### Source passage:

--

Wednesday, March 19, 2008

Zen and the need to kill the Buddha

So when are you joining the AOL ?, an office colleague asked. A year ago, I would have translated the acronym to be America OnLine. However, as I knew this person and what he is into and based on a discussion before, I knew he was talking about Shri Shri Ravi Shankar’s “Art of Living”.

Not interested, thanks, I said. Trying my best not to give him a piece of my mind.

“How about Baba Ramdev’s discourses then? They are now available on CDs and MP3 s and now he has started visiting Dubai also” , he persisted.

Why do you want me to do that?, I asked.

“Well aren’t you into these things? Your blog has articles about, destiny, God, life journey. Karma etc so you should join them”.

Discretion being the better part of valour, I decided to withdraw by pretending I had some urgent business to finish and we can discuss this later. Back in my room, I decided to make my stand clear on these issues to the world wide web. So here it is. I hope this pest (and several others that I know) read this blog piece so that they do not pester me again with why I should listen to the Babas and Gurus.

--

### Entries shown:
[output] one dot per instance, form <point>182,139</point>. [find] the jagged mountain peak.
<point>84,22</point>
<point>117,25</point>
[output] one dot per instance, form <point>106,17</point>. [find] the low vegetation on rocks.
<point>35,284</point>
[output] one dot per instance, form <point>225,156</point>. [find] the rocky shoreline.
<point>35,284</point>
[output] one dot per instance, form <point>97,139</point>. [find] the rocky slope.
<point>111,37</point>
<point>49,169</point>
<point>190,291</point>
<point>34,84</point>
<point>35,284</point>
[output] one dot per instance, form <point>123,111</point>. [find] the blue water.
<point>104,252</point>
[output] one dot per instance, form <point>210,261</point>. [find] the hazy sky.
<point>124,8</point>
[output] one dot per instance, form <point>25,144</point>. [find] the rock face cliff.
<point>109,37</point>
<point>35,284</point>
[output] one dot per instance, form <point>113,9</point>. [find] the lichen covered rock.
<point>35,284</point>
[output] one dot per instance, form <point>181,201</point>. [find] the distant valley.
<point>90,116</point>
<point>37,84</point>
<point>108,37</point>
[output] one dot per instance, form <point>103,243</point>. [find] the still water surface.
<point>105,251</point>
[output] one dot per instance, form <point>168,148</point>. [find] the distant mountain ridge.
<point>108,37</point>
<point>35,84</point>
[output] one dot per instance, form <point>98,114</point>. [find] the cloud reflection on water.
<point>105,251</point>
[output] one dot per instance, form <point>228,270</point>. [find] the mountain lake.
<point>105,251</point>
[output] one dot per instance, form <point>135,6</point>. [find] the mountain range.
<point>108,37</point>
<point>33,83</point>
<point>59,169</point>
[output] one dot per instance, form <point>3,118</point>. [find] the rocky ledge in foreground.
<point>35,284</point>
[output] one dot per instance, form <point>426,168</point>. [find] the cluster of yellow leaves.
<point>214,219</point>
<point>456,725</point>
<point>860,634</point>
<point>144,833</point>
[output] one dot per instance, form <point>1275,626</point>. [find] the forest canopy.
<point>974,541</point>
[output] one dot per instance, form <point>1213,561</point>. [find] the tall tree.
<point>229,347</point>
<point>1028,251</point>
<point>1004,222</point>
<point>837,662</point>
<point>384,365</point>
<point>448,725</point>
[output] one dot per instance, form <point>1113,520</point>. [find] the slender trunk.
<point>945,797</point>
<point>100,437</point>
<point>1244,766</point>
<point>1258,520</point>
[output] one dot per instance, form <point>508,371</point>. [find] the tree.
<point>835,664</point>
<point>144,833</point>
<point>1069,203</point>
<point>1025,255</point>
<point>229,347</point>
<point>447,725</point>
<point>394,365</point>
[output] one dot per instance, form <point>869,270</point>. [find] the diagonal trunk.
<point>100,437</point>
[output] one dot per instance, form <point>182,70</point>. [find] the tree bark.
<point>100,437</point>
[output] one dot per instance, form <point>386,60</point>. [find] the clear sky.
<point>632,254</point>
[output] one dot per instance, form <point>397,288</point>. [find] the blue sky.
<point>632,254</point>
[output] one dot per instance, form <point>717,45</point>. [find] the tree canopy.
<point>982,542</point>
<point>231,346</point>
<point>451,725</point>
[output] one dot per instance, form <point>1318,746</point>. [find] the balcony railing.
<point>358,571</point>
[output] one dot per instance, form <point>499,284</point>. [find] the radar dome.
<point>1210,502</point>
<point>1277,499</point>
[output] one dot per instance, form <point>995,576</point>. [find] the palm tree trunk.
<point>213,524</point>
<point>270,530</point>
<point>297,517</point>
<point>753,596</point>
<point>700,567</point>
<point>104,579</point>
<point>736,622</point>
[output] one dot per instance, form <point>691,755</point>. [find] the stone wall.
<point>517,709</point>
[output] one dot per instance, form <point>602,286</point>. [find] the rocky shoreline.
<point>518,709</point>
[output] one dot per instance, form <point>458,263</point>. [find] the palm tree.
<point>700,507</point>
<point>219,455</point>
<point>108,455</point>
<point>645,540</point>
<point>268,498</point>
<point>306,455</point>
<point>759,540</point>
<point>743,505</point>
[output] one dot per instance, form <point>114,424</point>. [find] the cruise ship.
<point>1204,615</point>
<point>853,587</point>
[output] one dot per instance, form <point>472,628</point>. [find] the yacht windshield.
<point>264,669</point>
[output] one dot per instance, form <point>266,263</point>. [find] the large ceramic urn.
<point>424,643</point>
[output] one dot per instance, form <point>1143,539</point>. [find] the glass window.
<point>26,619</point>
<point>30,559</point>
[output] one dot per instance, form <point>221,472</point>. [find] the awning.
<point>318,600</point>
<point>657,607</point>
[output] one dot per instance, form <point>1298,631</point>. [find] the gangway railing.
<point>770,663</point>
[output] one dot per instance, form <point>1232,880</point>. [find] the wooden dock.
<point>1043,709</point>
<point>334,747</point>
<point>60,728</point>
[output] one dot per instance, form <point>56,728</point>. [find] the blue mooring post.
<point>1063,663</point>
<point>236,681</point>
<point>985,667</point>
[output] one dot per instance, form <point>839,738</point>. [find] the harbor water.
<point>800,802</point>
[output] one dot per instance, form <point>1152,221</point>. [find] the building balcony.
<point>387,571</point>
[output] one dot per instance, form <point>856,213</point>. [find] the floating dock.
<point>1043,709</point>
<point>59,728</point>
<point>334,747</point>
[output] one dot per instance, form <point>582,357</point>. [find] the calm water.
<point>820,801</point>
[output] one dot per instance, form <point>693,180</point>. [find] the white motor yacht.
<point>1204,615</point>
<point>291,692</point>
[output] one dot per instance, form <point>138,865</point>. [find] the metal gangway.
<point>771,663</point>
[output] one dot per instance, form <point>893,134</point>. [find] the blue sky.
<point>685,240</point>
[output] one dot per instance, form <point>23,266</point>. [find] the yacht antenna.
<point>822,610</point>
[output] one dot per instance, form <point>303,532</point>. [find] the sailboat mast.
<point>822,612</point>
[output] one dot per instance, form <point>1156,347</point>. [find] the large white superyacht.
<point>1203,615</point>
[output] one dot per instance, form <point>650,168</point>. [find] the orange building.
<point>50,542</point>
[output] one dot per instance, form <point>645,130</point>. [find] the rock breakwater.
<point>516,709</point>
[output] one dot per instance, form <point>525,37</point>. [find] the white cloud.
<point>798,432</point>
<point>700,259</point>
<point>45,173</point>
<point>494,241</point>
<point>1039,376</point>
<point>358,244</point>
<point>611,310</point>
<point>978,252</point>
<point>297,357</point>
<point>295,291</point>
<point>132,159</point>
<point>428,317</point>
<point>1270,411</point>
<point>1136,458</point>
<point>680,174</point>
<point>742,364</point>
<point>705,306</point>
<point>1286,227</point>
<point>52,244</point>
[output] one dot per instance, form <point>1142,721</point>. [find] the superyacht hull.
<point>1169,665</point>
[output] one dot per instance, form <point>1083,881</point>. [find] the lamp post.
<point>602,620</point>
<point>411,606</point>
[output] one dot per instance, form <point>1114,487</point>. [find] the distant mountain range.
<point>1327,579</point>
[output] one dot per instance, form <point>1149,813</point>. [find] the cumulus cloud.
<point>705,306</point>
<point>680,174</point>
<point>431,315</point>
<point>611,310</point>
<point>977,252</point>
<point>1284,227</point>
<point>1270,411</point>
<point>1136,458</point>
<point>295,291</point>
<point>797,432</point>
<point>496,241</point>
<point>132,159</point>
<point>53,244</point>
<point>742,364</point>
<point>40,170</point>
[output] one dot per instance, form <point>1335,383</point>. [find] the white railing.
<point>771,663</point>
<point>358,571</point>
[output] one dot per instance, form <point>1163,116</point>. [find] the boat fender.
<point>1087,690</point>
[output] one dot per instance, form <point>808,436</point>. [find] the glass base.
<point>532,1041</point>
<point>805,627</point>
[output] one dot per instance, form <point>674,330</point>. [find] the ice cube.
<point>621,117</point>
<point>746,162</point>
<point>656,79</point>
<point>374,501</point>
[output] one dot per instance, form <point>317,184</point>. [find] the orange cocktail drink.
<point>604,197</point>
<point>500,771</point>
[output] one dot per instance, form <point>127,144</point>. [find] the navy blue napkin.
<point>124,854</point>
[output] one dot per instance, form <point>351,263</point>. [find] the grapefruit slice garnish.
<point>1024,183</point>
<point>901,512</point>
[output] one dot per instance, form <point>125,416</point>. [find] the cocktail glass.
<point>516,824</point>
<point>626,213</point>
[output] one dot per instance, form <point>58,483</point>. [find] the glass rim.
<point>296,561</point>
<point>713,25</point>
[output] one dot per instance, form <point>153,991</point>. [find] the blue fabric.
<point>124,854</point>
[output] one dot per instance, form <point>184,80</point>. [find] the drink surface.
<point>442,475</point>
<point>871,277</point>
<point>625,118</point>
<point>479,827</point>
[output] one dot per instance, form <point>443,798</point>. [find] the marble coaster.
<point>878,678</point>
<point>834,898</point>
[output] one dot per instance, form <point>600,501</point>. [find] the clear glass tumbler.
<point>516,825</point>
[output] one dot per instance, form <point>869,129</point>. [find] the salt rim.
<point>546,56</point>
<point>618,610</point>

--

### Problems to work on:
**1)** In the blog post, the colleague lists subjects that the writer's blog has articles about. List every subject he names.
**2)** Answer each question from the blog post.
(a) On what date was the post written?
(b) According to the colleague, in what formats are Baba Ramdev's discourses now available?
(c) What did the writer pretend in order to withdraw from the conversation?

### Task-by-task solutions:
**1)** Destiny, God, life journey, and Karma.

**2)**
(a) Wednesday, March 19, 2008.
(b) On CDs and MP3s.
(c) The writer pretended to have some urgent business to finish.